THE PROBLEM: Retype precisely the section of the data that starts at the line containing "in white shirt" and runs to its final line, ends included.
++++ TASK MATERIAL
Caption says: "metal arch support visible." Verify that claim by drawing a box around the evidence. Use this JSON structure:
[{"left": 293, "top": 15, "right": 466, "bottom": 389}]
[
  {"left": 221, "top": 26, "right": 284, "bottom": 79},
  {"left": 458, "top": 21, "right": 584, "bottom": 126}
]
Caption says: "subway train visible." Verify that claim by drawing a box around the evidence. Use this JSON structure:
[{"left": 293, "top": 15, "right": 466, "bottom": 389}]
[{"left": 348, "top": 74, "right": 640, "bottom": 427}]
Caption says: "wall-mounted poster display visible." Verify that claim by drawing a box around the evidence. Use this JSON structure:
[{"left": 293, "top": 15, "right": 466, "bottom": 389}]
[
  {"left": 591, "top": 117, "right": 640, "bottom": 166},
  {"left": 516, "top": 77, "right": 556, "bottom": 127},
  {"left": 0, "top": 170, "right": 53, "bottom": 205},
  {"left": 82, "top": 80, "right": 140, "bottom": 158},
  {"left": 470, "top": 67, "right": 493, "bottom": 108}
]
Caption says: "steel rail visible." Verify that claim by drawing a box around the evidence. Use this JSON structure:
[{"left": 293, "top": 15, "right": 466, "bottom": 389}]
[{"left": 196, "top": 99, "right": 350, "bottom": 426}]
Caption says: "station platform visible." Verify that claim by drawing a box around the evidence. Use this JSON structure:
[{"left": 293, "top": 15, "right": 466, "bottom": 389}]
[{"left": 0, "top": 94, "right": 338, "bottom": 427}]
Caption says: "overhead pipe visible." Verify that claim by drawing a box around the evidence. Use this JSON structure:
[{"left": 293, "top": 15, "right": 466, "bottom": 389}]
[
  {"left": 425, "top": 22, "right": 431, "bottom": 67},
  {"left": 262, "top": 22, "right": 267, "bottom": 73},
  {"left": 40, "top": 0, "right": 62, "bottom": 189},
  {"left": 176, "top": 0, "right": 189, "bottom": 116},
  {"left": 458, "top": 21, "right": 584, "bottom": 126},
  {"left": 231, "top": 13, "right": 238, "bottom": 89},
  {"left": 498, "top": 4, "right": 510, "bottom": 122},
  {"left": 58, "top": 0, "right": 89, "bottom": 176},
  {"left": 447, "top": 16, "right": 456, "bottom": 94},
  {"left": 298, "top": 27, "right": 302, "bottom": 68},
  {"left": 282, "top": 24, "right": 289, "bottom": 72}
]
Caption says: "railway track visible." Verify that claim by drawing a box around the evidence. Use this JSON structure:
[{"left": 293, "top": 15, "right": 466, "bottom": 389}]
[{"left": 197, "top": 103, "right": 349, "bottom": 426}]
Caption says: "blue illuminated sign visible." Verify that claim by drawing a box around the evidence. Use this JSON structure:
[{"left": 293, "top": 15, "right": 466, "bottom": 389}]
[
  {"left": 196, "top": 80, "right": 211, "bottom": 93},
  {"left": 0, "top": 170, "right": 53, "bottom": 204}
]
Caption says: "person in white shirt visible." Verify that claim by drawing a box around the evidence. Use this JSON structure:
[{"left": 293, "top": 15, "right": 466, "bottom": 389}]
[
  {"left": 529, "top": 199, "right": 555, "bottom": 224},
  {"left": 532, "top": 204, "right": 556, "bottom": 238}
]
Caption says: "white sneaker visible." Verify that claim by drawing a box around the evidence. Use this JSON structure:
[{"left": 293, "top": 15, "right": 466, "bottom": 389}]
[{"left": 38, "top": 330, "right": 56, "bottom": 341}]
++++++++
RESPONSE:
Caption says: "person in white shirt visible." Verify that claim by drawing a box around the evidence. Use this JSON structure:
[{"left": 293, "top": 15, "right": 466, "bottom": 389}]
[
  {"left": 529, "top": 199, "right": 555, "bottom": 224},
  {"left": 532, "top": 204, "right": 556, "bottom": 238}
]
Caption says: "white sneaker visible." Verify that claim by drawing a box around the evidence. Use this JSON structure:
[{"left": 293, "top": 15, "right": 466, "bottom": 389}]
[{"left": 38, "top": 330, "right": 56, "bottom": 341}]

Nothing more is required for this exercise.